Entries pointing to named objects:

——

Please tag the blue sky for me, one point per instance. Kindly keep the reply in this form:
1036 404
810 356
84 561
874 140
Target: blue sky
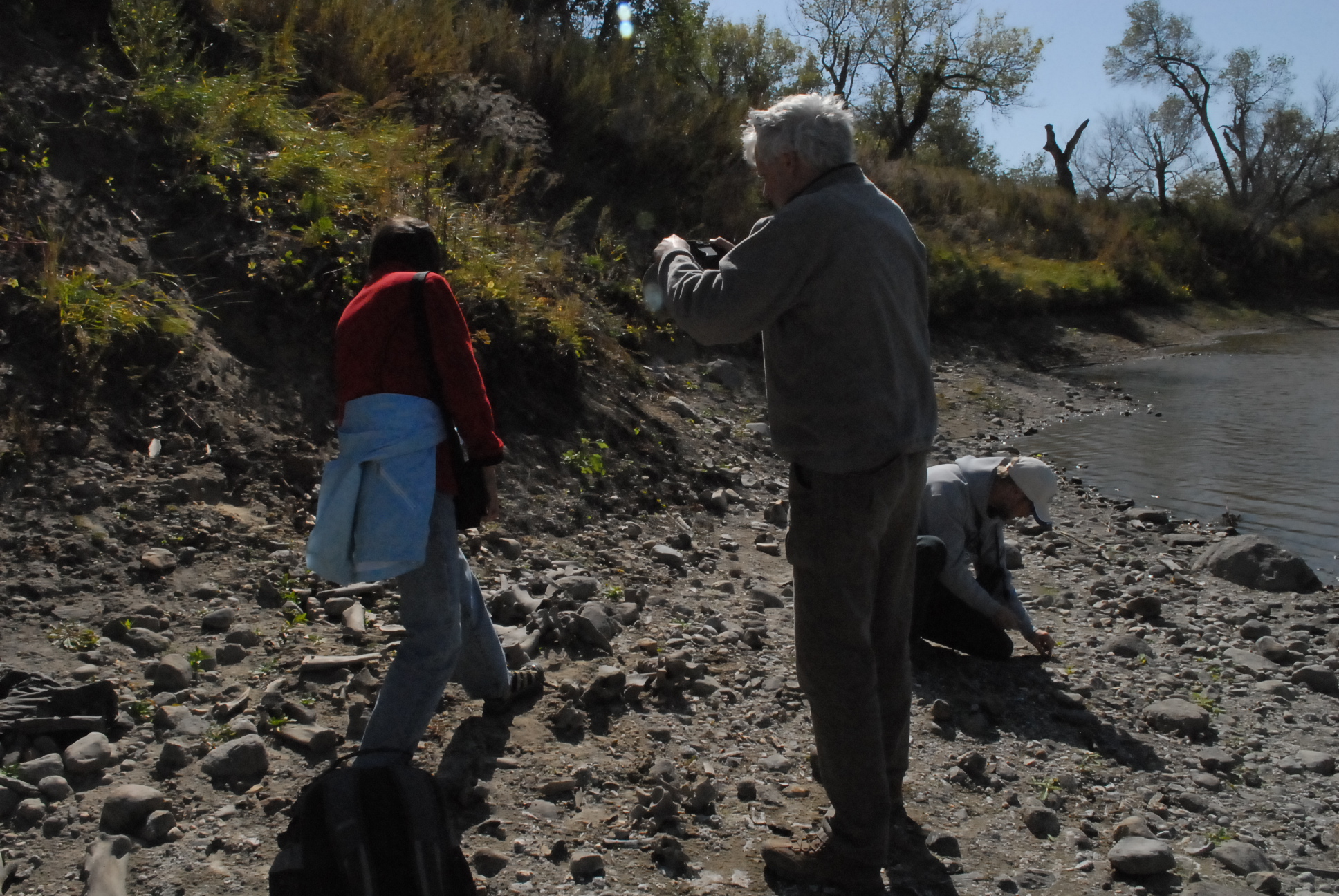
1070 84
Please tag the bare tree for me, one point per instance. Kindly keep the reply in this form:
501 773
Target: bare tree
840 31
1160 144
1064 176
915 51
1163 47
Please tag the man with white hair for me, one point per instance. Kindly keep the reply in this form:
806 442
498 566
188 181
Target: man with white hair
836 283
964 594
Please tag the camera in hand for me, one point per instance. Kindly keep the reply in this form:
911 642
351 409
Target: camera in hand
705 254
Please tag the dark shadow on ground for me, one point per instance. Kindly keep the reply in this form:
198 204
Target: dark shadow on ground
1021 697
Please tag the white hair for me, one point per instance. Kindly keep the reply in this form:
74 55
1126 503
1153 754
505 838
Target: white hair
817 128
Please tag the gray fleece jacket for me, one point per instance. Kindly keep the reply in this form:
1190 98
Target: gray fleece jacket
836 284
954 510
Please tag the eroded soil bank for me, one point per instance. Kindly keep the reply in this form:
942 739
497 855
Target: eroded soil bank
672 554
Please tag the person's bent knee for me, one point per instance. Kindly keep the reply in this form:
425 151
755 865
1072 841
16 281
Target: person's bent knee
931 556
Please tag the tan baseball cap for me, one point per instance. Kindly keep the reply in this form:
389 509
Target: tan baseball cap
1038 483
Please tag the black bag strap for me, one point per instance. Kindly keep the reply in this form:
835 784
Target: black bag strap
425 337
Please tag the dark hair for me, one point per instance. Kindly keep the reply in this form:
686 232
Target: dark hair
406 241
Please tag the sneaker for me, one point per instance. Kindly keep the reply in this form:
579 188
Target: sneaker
526 682
911 866
815 864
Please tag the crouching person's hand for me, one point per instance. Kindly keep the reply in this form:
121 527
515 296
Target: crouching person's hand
1044 642
490 483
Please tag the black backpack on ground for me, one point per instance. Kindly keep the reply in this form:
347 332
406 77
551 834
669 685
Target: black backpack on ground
370 832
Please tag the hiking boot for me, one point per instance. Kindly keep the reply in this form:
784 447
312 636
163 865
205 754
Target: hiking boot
526 682
911 866
815 864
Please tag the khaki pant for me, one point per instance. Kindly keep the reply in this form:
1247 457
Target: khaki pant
852 544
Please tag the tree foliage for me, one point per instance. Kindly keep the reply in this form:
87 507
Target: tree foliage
911 53
1274 157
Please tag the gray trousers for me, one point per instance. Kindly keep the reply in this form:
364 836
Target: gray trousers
852 544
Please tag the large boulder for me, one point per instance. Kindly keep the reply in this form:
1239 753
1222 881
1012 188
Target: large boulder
129 807
240 758
1141 856
1177 717
1257 563
1241 857
89 753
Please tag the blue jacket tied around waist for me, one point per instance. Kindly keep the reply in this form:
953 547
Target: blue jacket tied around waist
376 496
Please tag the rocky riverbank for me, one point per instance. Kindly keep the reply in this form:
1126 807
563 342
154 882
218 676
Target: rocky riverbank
1184 716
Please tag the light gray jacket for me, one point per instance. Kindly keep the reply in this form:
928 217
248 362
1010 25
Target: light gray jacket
954 510
836 284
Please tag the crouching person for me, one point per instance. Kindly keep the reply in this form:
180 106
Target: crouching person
407 382
962 530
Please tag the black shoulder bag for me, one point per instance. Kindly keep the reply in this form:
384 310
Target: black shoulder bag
472 500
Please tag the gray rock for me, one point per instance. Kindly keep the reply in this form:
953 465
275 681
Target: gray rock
579 587
943 844
240 758
158 827
1132 827
1254 630
1318 678
173 674
1257 563
1140 856
54 789
129 807
145 642
158 560
1217 760
1177 717
587 864
681 407
219 620
30 812
43 767
244 638
722 371
232 654
1264 881
669 556
1215 888
1154 516
176 754
489 861
1317 763
1274 651
1241 857
1129 646
89 753
1248 662
1042 821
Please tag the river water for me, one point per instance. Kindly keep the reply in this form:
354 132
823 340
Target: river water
1251 425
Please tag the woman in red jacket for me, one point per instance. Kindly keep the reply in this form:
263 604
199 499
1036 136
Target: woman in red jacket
379 348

——

### What is asked
Render the stretch from the line containing "Please tag the gray rock" through the end of the entries as a Markdown table with the columns Row and Text. Put the row number under Row and the line itself under Text, and skip any blank lines.

### Solution to this problem
| Row | Text |
|---|---|
| 1 | Please tag the gray rock for me, one point per instance. Kindly keep the reply in this form: |
| 2 | 953 465 |
| 3 | 275 681 |
| 4 | Target: gray rock |
| 5 | 579 587 |
| 6 | 943 844 |
| 7 | 240 758 |
| 8 | 158 827 |
| 9 | 1132 827 |
| 10 | 1254 630 |
| 11 | 1318 678 |
| 12 | 173 674 |
| 13 | 1257 563 |
| 14 | 1140 856 |
| 15 | 54 789 |
| 16 | 129 807 |
| 17 | 145 642 |
| 18 | 158 560 |
| 19 | 1217 760 |
| 20 | 1177 717 |
| 21 | 587 864 |
| 22 | 681 407 |
| 23 | 219 620 |
| 24 | 30 812 |
| 25 | 43 767 |
| 26 | 244 638 |
| 27 | 722 371 |
| 28 | 232 654 |
| 29 | 1264 881 |
| 30 | 669 556 |
| 31 | 1215 888 |
| 32 | 1154 516 |
| 33 | 176 754 |
| 34 | 489 861 |
| 35 | 1317 763 |
| 36 | 1274 651 |
| 37 | 1241 857 |
| 38 | 1129 646 |
| 39 | 89 753 |
| 40 | 1248 662 |
| 41 | 1042 821 |
| 42 | Please tag the river water for me, one point per instance. Kindly keep the reply in this form: |
| 43 | 354 132 |
| 44 | 823 340 |
| 45 | Target: river water |
| 46 | 1251 425 |
| 47 | Please tag the woman in red jacket for me, one point per instance. Kindly keep the reply in this form: |
| 48 | 263 604 |
| 49 | 199 499 |
| 50 | 1036 136 |
| 51 | Target: woman in red jacket |
| 52 | 379 348 |